→ **Source records**:
++++

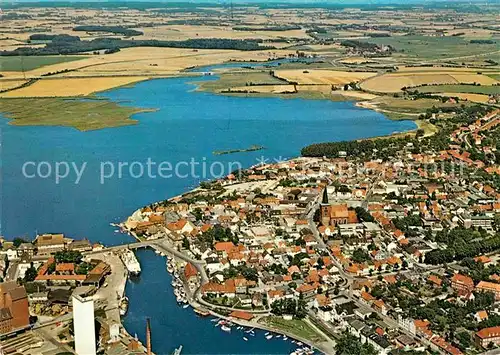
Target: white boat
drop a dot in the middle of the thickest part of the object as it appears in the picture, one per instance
(123, 307)
(178, 350)
(131, 262)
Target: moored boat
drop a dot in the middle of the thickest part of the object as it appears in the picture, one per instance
(123, 307)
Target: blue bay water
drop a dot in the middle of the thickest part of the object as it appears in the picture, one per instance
(187, 125)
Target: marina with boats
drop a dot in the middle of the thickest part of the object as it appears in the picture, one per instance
(131, 263)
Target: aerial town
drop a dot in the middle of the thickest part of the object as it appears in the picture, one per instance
(391, 243)
(364, 217)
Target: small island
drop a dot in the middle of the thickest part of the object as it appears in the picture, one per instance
(252, 148)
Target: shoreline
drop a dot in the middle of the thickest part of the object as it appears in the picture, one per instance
(196, 306)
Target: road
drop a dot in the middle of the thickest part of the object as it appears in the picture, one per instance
(323, 247)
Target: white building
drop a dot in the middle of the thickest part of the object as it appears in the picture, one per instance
(83, 320)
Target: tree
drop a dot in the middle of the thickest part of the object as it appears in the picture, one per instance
(464, 340)
(30, 274)
(349, 345)
(18, 241)
(185, 243)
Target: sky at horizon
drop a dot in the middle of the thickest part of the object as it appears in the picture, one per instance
(340, 2)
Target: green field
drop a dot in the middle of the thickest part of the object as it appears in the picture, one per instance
(25, 63)
(414, 107)
(469, 89)
(295, 326)
(423, 47)
(229, 80)
(83, 115)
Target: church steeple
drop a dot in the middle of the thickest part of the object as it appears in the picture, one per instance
(324, 201)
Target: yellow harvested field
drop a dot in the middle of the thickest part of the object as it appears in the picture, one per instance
(474, 78)
(71, 87)
(147, 61)
(480, 98)
(10, 84)
(266, 89)
(389, 83)
(183, 32)
(356, 94)
(356, 60)
(442, 69)
(319, 88)
(319, 76)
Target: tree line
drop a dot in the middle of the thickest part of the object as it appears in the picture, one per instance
(119, 30)
(73, 45)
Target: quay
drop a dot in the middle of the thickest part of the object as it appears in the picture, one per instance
(117, 283)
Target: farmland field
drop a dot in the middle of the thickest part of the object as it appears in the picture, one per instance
(82, 115)
(26, 63)
(472, 89)
(424, 47)
(390, 83)
(67, 87)
(319, 77)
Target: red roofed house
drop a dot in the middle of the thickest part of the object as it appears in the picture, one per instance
(486, 336)
(190, 273)
(334, 214)
(462, 284)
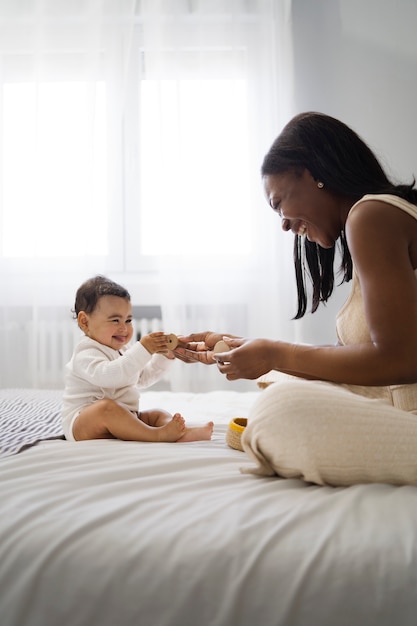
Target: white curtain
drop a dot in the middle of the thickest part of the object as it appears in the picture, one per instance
(132, 135)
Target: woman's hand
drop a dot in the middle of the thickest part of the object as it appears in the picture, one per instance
(248, 358)
(198, 347)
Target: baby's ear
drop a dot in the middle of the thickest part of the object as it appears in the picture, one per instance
(82, 319)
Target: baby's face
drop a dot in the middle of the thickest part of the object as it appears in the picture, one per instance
(111, 322)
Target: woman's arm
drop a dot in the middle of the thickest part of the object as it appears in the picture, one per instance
(382, 240)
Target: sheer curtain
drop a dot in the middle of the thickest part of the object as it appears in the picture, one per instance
(131, 136)
(231, 283)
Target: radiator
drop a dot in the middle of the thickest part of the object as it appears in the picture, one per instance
(41, 349)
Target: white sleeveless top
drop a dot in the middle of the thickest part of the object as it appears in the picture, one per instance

++++

→ **Problem statement**: Quote the preceding records in their entirety, excluding every picture.

→ **Correct output**:
Target: white boat
drop a dot in the middle of the thickest part of the object as it appears in the picture, one per instance
(123, 307)
(178, 350)
(131, 262)
Target: moored boat
drop a dot in the middle of the thickest part of the object as it appears in the picture, one per instance
(123, 307)
Target: blue bay water
drop a dot in the middle of the thickest part of the object as it appears in the picture, one per instance
(187, 125)
Target: marina with boats
drop a dot in the middle of the thickest part of the object as it appears in the picture, one per instance
(131, 263)
Target: aerial town
drop a dot in the middle of the thickest part of the object as it appears in the picture, one per instance
(391, 243)
(364, 217)
Target: small island
drop a dot in the middle of the thickest part of the object as it appears in the picture, one per instance
(252, 148)
Target: shoreline
drop a dot in the middle of the thickest part of the object as it appears in the picture, one per instance
(196, 306)
Target: road
drop a dot in the middle of the thickest part of the object as it appears in the picture, one per instance
(323, 247)
Target: white building
drop a dot in the middle of the thickest part of the object as it appears in the picture, one per instance
(83, 320)
Target: tree
drop a dot in the middle of the thickest part of the object as it appears in the picture, one per instance
(464, 340)
(30, 274)
(349, 345)
(18, 241)
(185, 243)
Target: sky at horizon
drop a dot in the middle of the thickest part of the object as it appears in the picture, one per instance
(340, 2)
Target: green field
drop a dot in the middle of the thickest part of the object as it appears in the picture, one per instance
(25, 63)
(414, 107)
(469, 89)
(295, 326)
(423, 47)
(229, 80)
(83, 115)
Target: church steeple
drop a dot in the middle of the thickest part of the object as it appears in the picture, one per instance
(324, 201)
Target: yellow harvested field
drop a dot in the middle of the thickest part of the object as it appears in the picture, one per instance
(474, 78)
(71, 87)
(147, 61)
(480, 98)
(10, 84)
(266, 89)
(389, 83)
(183, 32)
(356, 94)
(356, 60)
(442, 69)
(319, 88)
(319, 76)
Target: tree line
drop a dot in the middle of the thickest part of the object as it appears in the picture, one per instance
(119, 30)
(73, 45)
Target: quay
drop a dot in the middle of the thickest part of the object as it appears in the picture, one per instance
(117, 283)
Target: farmland field
drop a dot in the middle of the thickest part of the object as it appears in the picture, one per instance
(82, 115)
(26, 63)
(472, 89)
(424, 47)
(390, 83)
(67, 87)
(319, 77)
Target: red roofed house
drop a dot in the middle of the thickest part of the object as it appears in the picture, one per instance
(486, 336)
(190, 273)
(334, 214)
(462, 284)
Target: white curtain
drop a dot in the middle of the thickest part of the object as it appears in the picture, one per instance
(132, 135)
Target: woman's hand
drop a dot in the middle of the thickest part of the object as it appears in the picture, one per instance
(248, 358)
(198, 347)
Target: baby's ear
drop a dot in the middle of the thickest part of the object as it appears in the picture, one per instance
(82, 319)
Target: baby's face
drop a dot in the middle of the thickest part of the object as it appears in the picture, one per instance
(111, 322)
Target: woman's arm
drop a dot in the middle of the thickest part of the object as it appears in the picture, one per instance
(382, 240)
Target: sheer curtain
drop a dot in the middle of the thickest part of the object as it appears in the picture, one per instance
(131, 136)
(231, 283)
Target: radiator
drop a dot in the middle of the thickest part of the object as it appears in the picture, one per instance
(41, 349)
Target: white sleeveless top
drop a dot in the middle of the thickest part of the object as it appears in the picture, one per instance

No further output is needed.